Directions for this task: From the notebook text, reproduce the passage that begins with "### Input directories" and ends after "print(InputFolders)".

Text for analysis:
──────

In [52]:
import os
import pandas as pd 
import polars as pl # like pandas, but much faster
import polars.selectors as cs
import numpy as np
import os, shutil, glob
from random import randint
import re, math
import datetime
import gc
from pathlib import Path

os.getcwd()


'/share/data/analyses/christa/colopaint3D_fork/spher_colo52_v1/1_Data'

### Read data

In [53]:

sourceDir = '/share/data/cellprofiler/automation/results'
rootDir = '/share/data/analyses/christa/colopaint3D_fork/spher_colo52_v1/1_Data/'


### Input directories

In [54]:
OutputDir = 'FeaturesImages_100125'
NameContains = ''
InputFolders = pl.read_csv(f'{rootDir}filemap.csv')
print(InputFolders)
            


shape: (3, 1)
┌───────────────────┐
│ feature_names     │
│ ---               │
│ str               │
╞═══════════════════╡
│ featICF_nuclei    │
│ featICF_cells     │
│ featICF_cytoplasm │
└───────────────────┘


In [55]:
now = datetime.datetime.now()
print ('Current date and time : ')
print (now.strftime('%Y-%m-%d %H:%M:%S'))

──────

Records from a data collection
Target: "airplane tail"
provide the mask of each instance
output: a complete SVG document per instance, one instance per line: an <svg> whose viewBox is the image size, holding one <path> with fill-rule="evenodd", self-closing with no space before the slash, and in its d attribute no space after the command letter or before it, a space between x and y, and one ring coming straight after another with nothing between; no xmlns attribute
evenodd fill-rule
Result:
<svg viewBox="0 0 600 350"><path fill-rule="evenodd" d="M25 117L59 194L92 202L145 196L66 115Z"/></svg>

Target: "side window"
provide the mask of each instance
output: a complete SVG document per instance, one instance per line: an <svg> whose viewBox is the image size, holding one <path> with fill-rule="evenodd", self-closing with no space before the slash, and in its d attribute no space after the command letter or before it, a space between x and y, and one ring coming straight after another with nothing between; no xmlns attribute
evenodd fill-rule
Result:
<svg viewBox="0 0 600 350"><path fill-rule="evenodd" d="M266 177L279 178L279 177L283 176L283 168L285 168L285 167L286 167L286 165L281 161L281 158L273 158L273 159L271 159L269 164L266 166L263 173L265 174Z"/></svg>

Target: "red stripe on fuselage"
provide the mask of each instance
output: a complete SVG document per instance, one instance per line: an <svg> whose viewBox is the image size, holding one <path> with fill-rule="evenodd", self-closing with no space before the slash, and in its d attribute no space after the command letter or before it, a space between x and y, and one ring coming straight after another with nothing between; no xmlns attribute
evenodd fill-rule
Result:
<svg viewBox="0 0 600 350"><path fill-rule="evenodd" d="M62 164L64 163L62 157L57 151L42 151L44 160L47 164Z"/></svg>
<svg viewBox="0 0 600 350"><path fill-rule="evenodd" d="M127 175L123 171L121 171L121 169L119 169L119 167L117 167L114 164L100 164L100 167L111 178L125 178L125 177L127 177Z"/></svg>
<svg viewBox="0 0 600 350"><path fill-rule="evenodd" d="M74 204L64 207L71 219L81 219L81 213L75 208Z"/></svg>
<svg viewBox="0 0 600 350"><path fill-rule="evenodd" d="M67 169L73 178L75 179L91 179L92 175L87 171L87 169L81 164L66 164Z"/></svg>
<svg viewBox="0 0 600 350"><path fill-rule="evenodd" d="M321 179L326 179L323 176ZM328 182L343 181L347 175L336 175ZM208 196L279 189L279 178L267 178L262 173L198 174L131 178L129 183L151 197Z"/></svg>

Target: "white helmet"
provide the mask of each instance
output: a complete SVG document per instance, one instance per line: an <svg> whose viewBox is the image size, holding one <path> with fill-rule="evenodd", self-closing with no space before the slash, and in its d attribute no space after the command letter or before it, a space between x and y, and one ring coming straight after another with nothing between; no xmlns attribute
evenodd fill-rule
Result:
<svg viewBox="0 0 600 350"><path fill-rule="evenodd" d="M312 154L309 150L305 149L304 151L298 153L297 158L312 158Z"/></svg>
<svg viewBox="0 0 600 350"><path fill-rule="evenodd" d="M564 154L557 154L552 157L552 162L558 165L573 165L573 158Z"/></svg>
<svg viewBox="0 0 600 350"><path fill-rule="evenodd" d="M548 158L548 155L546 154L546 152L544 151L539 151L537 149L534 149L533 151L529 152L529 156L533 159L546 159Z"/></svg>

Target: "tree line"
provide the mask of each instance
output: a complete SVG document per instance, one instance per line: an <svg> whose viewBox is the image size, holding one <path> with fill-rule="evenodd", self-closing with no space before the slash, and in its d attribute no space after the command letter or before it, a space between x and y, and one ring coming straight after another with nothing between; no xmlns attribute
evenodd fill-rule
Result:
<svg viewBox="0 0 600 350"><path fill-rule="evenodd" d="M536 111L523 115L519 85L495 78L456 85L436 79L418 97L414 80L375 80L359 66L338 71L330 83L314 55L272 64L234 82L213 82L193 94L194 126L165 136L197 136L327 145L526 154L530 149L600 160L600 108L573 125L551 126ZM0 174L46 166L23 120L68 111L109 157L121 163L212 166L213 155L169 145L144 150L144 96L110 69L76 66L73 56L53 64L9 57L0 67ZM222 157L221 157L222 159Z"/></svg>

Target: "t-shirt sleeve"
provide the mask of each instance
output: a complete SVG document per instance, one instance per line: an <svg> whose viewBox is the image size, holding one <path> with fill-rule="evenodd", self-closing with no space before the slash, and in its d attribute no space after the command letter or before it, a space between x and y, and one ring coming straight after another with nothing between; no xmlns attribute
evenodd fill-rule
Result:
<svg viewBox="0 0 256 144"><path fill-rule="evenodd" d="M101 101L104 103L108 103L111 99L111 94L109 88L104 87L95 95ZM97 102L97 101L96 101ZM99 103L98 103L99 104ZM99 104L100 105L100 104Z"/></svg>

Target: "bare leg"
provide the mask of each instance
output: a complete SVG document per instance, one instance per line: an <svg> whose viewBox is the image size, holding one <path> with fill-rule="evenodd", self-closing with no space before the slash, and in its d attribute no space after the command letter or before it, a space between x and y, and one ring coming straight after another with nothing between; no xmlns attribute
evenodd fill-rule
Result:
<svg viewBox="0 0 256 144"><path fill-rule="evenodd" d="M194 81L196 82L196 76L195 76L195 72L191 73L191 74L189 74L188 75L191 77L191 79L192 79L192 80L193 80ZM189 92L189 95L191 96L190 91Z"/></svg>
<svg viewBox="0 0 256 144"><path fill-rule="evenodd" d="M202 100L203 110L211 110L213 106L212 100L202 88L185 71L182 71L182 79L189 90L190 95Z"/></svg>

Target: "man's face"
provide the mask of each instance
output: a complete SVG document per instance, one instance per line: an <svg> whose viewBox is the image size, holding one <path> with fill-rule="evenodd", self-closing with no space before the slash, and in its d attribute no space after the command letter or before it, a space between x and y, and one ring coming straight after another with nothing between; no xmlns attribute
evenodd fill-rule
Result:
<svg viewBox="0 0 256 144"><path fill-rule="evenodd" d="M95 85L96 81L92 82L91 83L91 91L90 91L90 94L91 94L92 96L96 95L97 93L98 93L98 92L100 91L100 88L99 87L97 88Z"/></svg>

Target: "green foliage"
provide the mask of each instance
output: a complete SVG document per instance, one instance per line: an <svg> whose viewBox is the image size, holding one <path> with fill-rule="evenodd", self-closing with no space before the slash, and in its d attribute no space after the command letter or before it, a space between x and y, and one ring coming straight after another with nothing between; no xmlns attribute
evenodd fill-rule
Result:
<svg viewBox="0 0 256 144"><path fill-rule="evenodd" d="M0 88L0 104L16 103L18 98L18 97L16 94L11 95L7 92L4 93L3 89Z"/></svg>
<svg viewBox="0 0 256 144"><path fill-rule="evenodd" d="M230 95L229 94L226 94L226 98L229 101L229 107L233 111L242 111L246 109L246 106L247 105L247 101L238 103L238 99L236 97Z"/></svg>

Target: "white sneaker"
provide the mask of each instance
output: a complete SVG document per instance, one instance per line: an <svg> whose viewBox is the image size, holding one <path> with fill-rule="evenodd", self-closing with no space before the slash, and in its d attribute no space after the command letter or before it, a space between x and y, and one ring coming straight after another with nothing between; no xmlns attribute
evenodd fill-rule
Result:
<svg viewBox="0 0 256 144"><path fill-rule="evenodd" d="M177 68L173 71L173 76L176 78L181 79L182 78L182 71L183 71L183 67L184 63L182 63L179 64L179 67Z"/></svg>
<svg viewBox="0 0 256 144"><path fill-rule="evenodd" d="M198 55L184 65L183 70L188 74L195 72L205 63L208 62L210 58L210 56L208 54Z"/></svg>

──────

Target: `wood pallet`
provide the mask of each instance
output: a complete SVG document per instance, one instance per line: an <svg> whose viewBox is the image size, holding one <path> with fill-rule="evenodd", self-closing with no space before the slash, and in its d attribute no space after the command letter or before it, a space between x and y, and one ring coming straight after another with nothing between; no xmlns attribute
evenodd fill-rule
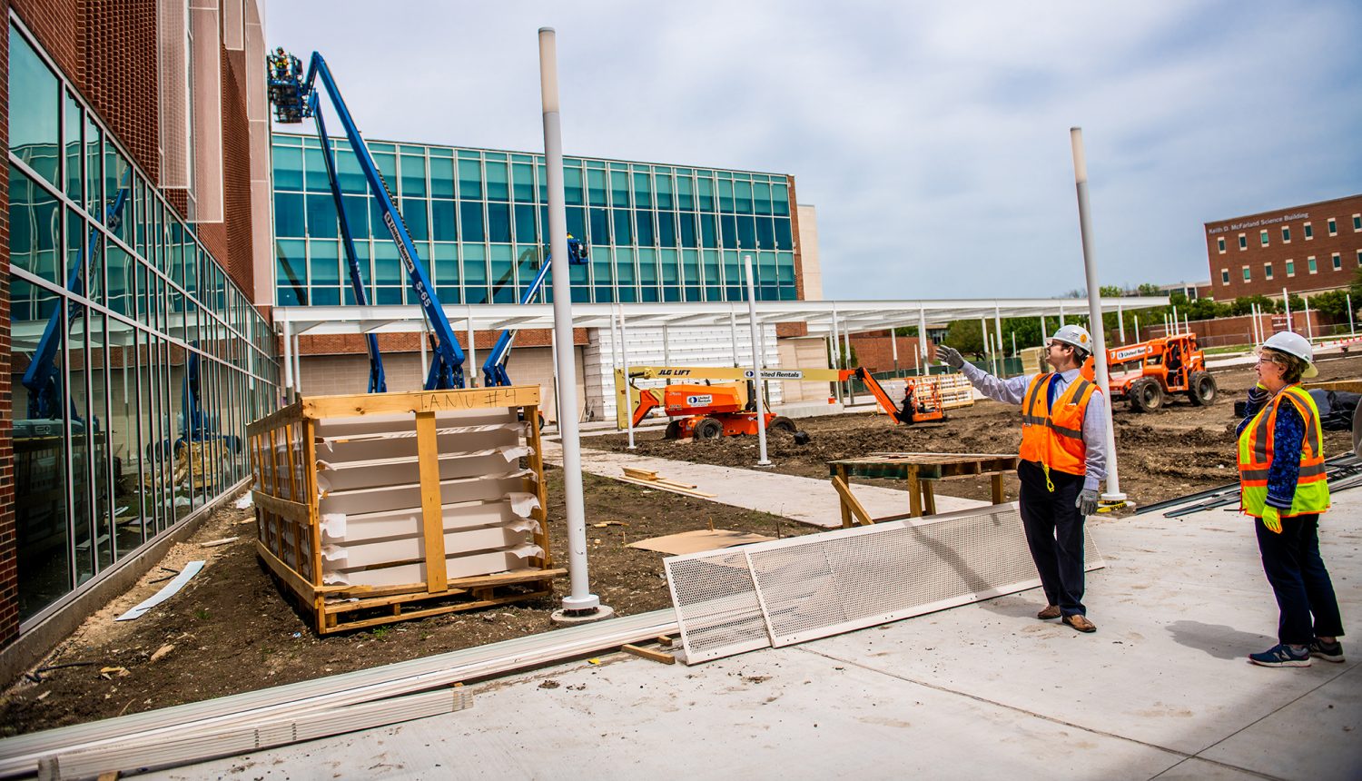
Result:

──────

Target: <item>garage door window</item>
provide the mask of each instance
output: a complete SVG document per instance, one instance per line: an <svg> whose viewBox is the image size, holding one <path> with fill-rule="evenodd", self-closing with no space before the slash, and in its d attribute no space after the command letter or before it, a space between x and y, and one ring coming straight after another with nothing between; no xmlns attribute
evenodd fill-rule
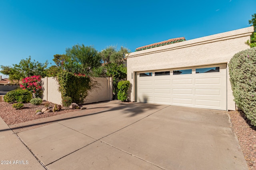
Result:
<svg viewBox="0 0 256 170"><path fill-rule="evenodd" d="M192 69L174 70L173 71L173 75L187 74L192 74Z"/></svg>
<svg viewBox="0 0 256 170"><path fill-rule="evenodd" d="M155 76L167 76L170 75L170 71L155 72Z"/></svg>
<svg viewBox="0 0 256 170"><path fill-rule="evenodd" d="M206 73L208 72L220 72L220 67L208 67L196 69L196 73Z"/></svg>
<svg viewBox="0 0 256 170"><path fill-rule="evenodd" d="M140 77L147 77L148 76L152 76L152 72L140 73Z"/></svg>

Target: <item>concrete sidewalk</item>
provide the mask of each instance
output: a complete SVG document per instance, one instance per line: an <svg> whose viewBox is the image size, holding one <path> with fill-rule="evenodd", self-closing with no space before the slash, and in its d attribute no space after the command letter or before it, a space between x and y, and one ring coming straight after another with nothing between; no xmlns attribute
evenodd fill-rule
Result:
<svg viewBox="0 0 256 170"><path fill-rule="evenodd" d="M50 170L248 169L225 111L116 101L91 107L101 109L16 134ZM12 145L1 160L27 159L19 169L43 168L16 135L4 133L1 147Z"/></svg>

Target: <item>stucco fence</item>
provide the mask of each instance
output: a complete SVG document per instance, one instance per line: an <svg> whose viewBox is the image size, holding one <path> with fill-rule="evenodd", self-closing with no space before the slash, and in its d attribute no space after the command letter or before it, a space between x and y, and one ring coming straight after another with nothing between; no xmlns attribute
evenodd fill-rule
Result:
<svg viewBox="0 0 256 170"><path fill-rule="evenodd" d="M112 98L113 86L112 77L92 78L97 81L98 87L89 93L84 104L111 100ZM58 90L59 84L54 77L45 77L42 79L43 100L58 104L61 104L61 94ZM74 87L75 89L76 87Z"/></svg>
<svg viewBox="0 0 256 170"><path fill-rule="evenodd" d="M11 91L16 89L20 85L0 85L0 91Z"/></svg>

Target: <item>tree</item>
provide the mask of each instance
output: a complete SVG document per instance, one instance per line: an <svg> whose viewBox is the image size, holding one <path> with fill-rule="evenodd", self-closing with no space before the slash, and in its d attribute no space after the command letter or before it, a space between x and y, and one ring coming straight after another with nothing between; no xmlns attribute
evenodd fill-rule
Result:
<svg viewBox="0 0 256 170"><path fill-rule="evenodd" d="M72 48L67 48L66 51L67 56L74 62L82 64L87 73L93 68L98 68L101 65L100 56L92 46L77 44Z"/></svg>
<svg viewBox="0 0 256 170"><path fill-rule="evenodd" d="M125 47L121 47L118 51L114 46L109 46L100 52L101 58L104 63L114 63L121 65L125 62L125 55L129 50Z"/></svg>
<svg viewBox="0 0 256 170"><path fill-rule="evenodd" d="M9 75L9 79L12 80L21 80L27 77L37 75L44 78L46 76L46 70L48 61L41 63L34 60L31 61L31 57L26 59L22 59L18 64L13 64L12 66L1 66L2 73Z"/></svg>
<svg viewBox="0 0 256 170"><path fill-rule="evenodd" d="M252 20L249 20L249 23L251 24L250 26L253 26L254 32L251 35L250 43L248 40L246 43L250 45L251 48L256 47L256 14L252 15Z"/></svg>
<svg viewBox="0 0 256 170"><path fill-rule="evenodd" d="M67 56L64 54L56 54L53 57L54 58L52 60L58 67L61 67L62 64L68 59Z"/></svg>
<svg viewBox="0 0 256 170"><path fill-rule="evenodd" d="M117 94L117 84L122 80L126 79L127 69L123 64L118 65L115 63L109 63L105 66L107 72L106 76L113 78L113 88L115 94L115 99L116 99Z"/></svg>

──────

Answer section:
### Input directories

In [54]:
OutputDir = 'FeaturesImages_100125'
NameContains = ''
InputFolders = pl.read_csv(f'{rootDir}filemap.csv')
print(InputFolders)